══ PAGE TEXT ══

On the negative side, top global authorities including the FBI have issued advisories against using Zoom given the phenomenon known as “Zoom bombing”. This is when trolls hijack your video conversations with potentially harmful content including pornography. However, this can reportedly be remedied by setting the calls to ‘Private’. This is important to keep in mind given that most children across countries like the U.S. and parts of Europe currently rely on Zoom for their day-to-day schooling.

A couple of weeks ago, Taiwan officially became the first country to ban the use of Zoom in government given its security issues that came to light in late March. The New York Education Department also stopped using Zoom and decided to use Microsoft Teams instead. 

In India, the Computer Emergency Response Team of India (CERT-In) has said - "Insecure usage of the platform (Zoom) may allow cyber criminals to access sensitive information such as meeting details and conversations,” while also advising caution to citizens before accessing the app. It is recommended to keep strong passwords for each video meeting while also making sure the users are accessing the latest version of the app.

═══
══ RECORDED INFORMATION ══

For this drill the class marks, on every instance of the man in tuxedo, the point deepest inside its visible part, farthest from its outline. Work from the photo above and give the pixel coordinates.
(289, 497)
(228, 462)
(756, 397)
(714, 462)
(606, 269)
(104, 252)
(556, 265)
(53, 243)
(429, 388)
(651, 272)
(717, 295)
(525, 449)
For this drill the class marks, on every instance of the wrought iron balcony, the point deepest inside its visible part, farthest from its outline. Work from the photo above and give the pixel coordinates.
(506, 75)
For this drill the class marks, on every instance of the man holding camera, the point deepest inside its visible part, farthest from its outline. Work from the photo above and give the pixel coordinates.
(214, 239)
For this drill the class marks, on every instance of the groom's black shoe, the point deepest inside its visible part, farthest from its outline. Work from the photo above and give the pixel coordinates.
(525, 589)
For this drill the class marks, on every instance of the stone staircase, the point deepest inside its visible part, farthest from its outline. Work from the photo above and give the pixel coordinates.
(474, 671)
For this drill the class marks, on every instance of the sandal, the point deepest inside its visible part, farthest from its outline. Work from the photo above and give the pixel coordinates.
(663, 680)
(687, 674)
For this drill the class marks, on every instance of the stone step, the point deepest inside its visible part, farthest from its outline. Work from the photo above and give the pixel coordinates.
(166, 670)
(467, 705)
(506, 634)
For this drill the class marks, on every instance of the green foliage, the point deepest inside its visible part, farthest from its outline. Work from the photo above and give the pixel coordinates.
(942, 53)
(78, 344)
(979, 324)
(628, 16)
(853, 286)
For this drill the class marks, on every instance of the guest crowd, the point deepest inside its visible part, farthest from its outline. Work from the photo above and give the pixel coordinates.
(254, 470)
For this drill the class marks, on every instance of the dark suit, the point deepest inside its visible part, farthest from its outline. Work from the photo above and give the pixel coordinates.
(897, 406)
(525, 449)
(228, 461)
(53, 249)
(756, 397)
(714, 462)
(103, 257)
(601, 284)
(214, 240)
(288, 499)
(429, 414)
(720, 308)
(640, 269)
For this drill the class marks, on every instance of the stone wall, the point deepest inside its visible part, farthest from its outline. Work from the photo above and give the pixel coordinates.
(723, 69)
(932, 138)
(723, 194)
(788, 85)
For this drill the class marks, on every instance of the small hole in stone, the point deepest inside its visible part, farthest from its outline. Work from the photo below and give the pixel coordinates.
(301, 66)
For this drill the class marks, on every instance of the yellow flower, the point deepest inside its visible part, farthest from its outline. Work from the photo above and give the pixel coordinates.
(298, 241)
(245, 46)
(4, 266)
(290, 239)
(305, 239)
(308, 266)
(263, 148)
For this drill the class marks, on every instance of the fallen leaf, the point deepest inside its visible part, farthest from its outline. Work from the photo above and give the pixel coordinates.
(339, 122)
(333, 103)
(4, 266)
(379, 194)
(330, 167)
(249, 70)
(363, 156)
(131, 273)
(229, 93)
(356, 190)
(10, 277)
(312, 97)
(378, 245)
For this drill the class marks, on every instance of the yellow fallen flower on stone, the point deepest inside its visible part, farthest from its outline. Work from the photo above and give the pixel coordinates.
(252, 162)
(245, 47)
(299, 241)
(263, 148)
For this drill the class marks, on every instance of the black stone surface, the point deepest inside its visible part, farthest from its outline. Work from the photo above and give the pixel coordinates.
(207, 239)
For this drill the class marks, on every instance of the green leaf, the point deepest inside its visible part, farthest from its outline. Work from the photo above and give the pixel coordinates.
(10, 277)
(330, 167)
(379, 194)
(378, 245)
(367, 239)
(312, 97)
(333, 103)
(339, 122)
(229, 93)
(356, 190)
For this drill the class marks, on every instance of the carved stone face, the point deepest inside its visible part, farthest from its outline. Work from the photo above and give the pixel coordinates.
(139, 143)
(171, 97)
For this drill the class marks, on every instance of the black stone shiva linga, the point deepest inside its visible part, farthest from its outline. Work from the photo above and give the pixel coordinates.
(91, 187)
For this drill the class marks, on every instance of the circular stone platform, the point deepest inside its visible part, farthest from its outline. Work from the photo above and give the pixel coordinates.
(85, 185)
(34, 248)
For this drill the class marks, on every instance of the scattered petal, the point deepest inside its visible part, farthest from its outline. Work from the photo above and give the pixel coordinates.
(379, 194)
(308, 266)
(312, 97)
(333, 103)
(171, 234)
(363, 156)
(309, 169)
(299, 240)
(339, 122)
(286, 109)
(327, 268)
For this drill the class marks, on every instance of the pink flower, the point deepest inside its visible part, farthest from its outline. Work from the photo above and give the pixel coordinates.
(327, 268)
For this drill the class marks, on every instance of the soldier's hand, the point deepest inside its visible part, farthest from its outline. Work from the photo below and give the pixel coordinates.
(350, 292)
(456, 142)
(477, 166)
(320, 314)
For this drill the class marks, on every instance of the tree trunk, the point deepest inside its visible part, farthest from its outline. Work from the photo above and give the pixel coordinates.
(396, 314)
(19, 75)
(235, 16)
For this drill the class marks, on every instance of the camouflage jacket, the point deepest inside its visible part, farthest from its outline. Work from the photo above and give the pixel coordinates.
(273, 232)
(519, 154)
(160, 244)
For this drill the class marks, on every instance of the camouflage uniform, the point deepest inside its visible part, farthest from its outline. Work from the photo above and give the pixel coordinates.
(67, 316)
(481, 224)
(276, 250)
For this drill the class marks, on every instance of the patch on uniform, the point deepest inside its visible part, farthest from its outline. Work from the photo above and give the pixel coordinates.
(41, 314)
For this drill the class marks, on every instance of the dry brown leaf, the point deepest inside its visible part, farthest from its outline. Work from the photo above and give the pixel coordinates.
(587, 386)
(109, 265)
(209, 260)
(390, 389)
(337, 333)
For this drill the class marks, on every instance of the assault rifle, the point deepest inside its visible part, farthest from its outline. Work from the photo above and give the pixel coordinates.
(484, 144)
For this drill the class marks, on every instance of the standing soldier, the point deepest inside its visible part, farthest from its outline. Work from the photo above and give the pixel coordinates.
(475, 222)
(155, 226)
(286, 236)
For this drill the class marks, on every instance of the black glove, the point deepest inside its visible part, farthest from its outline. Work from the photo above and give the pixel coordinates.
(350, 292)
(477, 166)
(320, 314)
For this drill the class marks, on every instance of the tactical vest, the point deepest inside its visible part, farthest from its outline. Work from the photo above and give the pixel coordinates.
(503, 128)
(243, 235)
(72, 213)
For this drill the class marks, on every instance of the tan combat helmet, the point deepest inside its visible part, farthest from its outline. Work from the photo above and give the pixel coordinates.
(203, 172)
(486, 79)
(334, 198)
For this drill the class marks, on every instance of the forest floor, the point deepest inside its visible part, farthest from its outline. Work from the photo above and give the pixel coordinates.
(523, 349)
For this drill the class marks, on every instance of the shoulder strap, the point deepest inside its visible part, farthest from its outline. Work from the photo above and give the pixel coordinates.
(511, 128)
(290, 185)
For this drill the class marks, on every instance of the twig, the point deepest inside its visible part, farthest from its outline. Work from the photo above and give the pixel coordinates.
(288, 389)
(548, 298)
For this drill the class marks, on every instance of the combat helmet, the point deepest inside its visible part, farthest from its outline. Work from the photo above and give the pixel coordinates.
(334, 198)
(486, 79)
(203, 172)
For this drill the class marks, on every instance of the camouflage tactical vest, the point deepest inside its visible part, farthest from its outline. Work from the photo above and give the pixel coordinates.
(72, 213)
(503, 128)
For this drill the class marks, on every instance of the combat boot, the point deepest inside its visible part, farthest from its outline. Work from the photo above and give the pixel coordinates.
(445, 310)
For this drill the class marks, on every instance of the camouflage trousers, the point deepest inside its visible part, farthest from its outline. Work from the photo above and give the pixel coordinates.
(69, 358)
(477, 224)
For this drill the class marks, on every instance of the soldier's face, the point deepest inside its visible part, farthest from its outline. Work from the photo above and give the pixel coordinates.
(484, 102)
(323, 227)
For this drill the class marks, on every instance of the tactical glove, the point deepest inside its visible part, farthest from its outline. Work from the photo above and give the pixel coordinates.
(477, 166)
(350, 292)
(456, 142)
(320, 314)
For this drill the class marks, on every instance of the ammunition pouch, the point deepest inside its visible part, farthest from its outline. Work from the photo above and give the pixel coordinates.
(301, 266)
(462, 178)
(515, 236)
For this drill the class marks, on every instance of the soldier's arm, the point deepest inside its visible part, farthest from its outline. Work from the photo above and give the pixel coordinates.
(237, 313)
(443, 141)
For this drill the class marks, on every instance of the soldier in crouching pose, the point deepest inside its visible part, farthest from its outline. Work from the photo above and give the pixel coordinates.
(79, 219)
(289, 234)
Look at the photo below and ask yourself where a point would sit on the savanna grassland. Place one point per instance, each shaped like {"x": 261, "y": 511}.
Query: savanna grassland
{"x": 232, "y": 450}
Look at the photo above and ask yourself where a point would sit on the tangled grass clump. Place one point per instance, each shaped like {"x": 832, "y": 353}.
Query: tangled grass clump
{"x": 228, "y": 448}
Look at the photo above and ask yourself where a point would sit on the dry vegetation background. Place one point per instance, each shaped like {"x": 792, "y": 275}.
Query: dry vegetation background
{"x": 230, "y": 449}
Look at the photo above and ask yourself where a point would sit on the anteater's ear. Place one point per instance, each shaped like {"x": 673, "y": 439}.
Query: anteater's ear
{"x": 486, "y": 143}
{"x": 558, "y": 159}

═══

TASKS:
(a) Do these statements agree with the Zoom text? Answer yes or no for each, quoting the deciding words. (i) Taiwan was the first country to ban the use of Zoom in government. (ii) The New York Education Department replaced Zoom with Google Meet. (iii) Setting calls to 'Private' can reportedly remedy Zoom bombing.
(b) From the Zoom text, pull out everything from "On the negative" down to "Microsoft Teams instead.", word for word.

COMPLETE ANSWERS:
(a)
(i) Yes: "Taiwan officially became the first country to ban the use of Zoom in government"
(ii) No: "decided to use Microsoft Teams instead"
(iii) Yes: "this can reportedly be remedied by setting the calls to ‘Private’"

(b)
On the negative side, top global authorities including the FBI have issued advisories against using Zoom given the phenomenon known as “Zoom bombing”. This is when trolls hijack your video conversations with potentially harmful content including pornography. However, this can reportedly be remedied by setting the calls to ‘Private’. This is important to keep in mind given that most children across countries like the U.S. and parts of Europe currently rely on Zoom for their day-to-day schooling.

A couple of weeks ago, Taiwan officially became the first country to ban the use of Zoom in government given its security issues that came to light in late March. The New York Education Department also stopped using Zoom and decided to use Microsoft Teams instead.